:: REQUIRED WORK ::
Copy exactly the line containing "Could you point out the man" and all lines after it, through the last line of the material below; omit everything before it.

- Opening Delimiter -

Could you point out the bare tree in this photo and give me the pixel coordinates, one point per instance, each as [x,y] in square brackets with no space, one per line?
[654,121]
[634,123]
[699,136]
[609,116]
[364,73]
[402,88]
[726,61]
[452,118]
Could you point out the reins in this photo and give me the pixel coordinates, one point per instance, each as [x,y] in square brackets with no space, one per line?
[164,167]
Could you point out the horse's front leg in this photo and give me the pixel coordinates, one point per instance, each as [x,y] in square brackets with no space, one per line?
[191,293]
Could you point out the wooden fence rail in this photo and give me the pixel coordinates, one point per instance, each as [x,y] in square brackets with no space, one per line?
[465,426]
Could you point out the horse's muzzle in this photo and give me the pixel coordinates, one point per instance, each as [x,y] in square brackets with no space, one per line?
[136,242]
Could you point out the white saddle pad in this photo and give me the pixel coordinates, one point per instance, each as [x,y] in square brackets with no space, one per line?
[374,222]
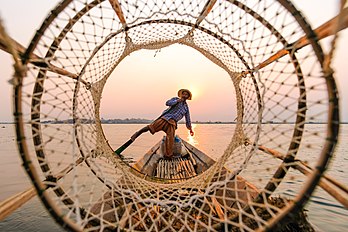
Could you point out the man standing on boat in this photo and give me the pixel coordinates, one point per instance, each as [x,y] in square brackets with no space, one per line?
[167,122]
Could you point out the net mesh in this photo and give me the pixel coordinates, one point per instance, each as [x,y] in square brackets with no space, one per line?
[280,88]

- Closing Delimiter -

:: PROBLEM SOLUTION ::
Could you point out the man standing on boat in this photo and give me the pixel coordinates, one point per instance, each as [x,y] in square brackets with no space, one per line?
[167,122]
Could you point out the net mesh in this photo and give me the pixel coordinates, one point per instance, each as [x,y] in square brackets with no space, one per line?
[280,88]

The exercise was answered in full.